* Do this
Write out the data again in full, exactly as it reads.

Start of Supplied records

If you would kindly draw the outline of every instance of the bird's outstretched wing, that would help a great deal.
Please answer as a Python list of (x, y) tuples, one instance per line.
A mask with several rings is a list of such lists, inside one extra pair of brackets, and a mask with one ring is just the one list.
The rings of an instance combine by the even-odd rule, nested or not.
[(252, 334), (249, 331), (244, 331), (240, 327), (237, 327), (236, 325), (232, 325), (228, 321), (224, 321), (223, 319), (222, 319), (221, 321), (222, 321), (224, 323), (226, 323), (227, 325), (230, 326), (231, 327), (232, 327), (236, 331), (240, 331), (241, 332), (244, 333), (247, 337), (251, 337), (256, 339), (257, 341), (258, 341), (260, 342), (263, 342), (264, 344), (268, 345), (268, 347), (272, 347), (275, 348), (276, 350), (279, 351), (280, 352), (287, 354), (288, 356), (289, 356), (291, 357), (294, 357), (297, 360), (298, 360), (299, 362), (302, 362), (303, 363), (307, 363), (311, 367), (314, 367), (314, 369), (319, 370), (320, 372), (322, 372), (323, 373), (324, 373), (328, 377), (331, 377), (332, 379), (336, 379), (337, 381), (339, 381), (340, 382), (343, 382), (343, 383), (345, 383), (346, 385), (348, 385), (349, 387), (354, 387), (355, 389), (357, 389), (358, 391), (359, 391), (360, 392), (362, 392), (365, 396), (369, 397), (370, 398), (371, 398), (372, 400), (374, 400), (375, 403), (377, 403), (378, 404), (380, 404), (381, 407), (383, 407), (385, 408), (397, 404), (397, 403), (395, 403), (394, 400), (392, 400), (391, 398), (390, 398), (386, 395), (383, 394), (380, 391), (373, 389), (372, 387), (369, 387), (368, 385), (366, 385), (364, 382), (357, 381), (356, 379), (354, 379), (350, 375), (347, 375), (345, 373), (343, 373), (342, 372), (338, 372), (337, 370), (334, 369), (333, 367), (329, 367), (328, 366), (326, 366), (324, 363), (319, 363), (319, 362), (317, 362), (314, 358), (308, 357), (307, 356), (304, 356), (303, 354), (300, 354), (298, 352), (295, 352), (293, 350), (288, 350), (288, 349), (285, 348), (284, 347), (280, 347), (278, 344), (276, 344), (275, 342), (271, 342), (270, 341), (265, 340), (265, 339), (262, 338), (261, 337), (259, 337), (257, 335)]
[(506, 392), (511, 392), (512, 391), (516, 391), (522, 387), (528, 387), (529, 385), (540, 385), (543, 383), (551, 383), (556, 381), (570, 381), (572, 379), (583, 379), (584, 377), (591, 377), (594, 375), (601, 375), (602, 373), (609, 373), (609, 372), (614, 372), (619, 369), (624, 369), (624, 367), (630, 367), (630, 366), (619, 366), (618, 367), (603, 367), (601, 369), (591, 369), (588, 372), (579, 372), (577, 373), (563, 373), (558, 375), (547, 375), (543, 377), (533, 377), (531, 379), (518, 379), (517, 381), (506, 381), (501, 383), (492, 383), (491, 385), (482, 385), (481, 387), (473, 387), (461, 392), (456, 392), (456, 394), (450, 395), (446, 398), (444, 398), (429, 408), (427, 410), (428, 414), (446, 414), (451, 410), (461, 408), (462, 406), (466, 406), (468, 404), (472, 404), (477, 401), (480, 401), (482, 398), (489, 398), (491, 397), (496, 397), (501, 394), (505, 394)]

End of Supplied records

* Solution to this exercise
If you would kindly draw the outline of every instance of the bird's outstretched wing, that would help a great deal.
Please answer as a Python list of (x, y) tuples, one instance per line.
A mask with several rings is a list of such lists, inside one extra pair of brackets, and a mask with one ring is just the one list.
The rings of an instance combine by the even-odd rule, nested or not.
[(252, 334), (249, 331), (244, 331), (240, 327), (237, 327), (236, 325), (232, 325), (228, 321), (224, 321), (223, 319), (222, 319), (221, 321), (222, 321), (224, 323), (226, 323), (227, 325), (230, 326), (231, 327), (232, 327), (236, 331), (240, 331), (241, 332), (244, 333), (247, 337), (251, 337), (256, 339), (257, 341), (258, 341), (260, 342), (263, 342), (264, 344), (268, 345), (268, 347), (272, 347), (275, 348), (276, 350), (279, 351), (280, 352), (287, 354), (288, 356), (289, 356), (291, 357), (294, 357), (297, 360), (298, 360), (299, 362), (302, 362), (303, 363), (307, 363), (311, 367), (314, 367), (314, 369), (319, 370), (320, 372), (322, 372), (323, 373), (324, 373), (328, 377), (331, 377), (332, 379), (336, 379), (337, 381), (339, 381), (340, 382), (343, 382), (343, 383), (345, 383), (346, 385), (348, 385), (349, 387), (354, 387), (355, 389), (357, 389), (358, 391), (359, 391), (360, 392), (362, 392), (365, 396), (369, 397), (370, 398), (371, 398), (372, 400), (374, 400), (375, 403), (377, 403), (378, 404), (380, 404), (381, 407), (383, 407), (385, 408), (397, 404), (397, 403), (395, 403), (394, 400), (392, 400), (391, 398), (390, 398), (386, 395), (383, 394), (380, 391), (373, 389), (372, 387), (369, 387), (368, 385), (366, 385), (364, 382), (357, 381), (356, 379), (354, 379), (350, 375), (347, 375), (345, 373), (343, 373), (342, 372), (338, 372), (337, 370), (334, 369), (333, 367), (329, 367), (328, 366), (326, 366), (324, 363), (319, 363), (319, 362), (317, 362), (314, 358), (308, 357), (307, 356), (304, 356), (303, 354), (300, 354), (298, 352), (295, 352), (293, 350), (288, 350), (288, 349), (285, 348), (284, 347), (280, 347), (278, 344), (276, 344), (275, 342), (271, 342), (270, 341), (265, 340), (265, 339), (262, 338), (261, 337), (259, 337), (257, 335)]
[(506, 392), (511, 392), (512, 391), (516, 391), (522, 387), (528, 387), (529, 385), (540, 385), (543, 383), (551, 383), (556, 381), (570, 381), (572, 379), (583, 379), (584, 377), (591, 377), (594, 375), (601, 375), (602, 373), (609, 373), (609, 372), (614, 372), (619, 369), (624, 369), (624, 367), (630, 367), (630, 366), (619, 366), (618, 367), (603, 367), (601, 369), (591, 369), (588, 372), (579, 372), (577, 373), (563, 373), (558, 375), (547, 375), (543, 377), (533, 377), (531, 379), (518, 379), (517, 381), (506, 381), (501, 383), (492, 383), (491, 385), (482, 385), (481, 387), (473, 387), (461, 392), (456, 392), (456, 394), (450, 395), (446, 398), (444, 398), (429, 408), (427, 410), (428, 414), (446, 414), (451, 410), (461, 408), (462, 406), (466, 406), (468, 404), (472, 404), (477, 401), (480, 401), (482, 398), (489, 398), (491, 397), (496, 397), (501, 394), (505, 394)]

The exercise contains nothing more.